SUPPLIED RECORDS:
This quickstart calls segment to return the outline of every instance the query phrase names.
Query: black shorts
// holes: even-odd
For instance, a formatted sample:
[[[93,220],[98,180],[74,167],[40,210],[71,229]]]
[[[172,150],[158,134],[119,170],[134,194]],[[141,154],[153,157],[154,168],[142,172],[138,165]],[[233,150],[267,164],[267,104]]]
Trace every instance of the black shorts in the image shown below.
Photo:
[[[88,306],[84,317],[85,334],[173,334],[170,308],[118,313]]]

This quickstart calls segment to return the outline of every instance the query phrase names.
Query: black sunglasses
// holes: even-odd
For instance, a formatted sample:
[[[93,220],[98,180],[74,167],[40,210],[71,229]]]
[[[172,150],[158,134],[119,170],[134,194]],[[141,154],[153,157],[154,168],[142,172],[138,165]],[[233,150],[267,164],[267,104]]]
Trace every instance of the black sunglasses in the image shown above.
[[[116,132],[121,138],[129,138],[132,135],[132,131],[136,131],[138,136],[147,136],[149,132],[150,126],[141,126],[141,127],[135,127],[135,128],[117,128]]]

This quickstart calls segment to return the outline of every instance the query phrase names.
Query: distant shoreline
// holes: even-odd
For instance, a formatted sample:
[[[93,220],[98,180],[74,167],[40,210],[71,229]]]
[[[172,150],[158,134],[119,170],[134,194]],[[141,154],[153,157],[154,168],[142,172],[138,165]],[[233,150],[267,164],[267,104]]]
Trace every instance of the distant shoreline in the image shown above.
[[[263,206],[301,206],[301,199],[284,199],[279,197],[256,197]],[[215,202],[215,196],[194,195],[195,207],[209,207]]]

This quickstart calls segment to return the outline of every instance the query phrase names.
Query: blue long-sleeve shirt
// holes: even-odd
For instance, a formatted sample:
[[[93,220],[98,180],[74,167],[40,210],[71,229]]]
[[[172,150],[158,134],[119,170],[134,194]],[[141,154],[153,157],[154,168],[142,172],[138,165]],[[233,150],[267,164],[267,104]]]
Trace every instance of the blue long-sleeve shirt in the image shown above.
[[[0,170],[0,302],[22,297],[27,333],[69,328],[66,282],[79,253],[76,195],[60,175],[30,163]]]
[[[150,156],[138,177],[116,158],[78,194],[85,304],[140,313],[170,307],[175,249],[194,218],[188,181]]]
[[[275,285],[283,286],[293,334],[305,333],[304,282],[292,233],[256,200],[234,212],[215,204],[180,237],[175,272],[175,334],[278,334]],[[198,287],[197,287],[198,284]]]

WRITTEN INSTRUCTION: Exactly reproduce all of the entries.

OUTPUT FOR THIS TASK:
This quickstart calls segment to return the outline of every instance the query phrase names.
Query: black shorts
// holes: even-odd
For instance, a formatted sample:
[[[93,220],[98,180],[74,167],[40,210],[71,229]]]
[[[172,150],[158,134],[119,170],[134,194]],[[141,154],[153,157],[154,168],[142,172],[138,165]],[[233,150],[267,164],[267,104]]]
Trace every instance of the black shorts in the image shown below.
Photo:
[[[88,306],[84,317],[85,334],[173,334],[170,308],[118,313]]]

This quickstart calls segment to return the outline of every instance the query phrase names.
Query: black sunglasses
// holes: even-odd
For instance, a formatted sample:
[[[93,220],[98,180],[74,167],[40,210],[71,229]]]
[[[172,150],[158,134],[119,170],[134,194]],[[141,154],[153,157],[154,168],[142,172],[138,165]],[[233,150],[267,164],[267,104]]]
Trace every instance of the black sunglasses in the image shown above.
[[[116,132],[121,138],[129,138],[132,135],[132,131],[136,131],[138,136],[147,136],[149,132],[150,126],[141,126],[141,127],[135,127],[135,128],[117,128]]]

This quickstart calls segment to return the outline of every instance the query phrase names.
Query: distant shoreline
// holes: even-odd
For instance, a formatted sample:
[[[93,220],[98,180],[74,167],[40,210],[71,229]]]
[[[172,150],[158,134],[119,170],[134,194]],[[141,154],[153,157],[154,168],[142,172],[138,165]],[[233,150],[267,164],[267,104]]]
Trace every instance of the distant shoreline in the image shown above.
[[[263,206],[301,206],[301,199],[284,199],[279,197],[256,197]],[[215,202],[215,196],[194,195],[195,207],[209,207]]]

This quickstart calls segment to return the outline of every instance the query phrase names.
Query: blue long-sleeve shirt
// holes: even-odd
For instance, a formatted sample:
[[[93,220],[98,180],[74,167],[40,210],[71,229]]]
[[[172,150],[158,134],[119,170],[134,194]],[[141,154],[153,157],[154,168],[142,172],[138,165]],[[233,150],[267,164],[267,104]]]
Trace every instance of the blue long-sleeve shirt in the image shown above.
[[[0,170],[0,302],[22,297],[27,333],[69,328],[66,282],[79,253],[76,195],[60,175],[30,163]]]
[[[150,156],[138,177],[116,158],[78,194],[85,304],[140,313],[170,307],[175,249],[194,218],[188,181]]]
[[[275,285],[283,286],[293,334],[305,333],[304,282],[292,233],[256,200],[234,212],[215,204],[180,237],[175,272],[175,334],[278,334]],[[198,287],[197,287],[198,284]]]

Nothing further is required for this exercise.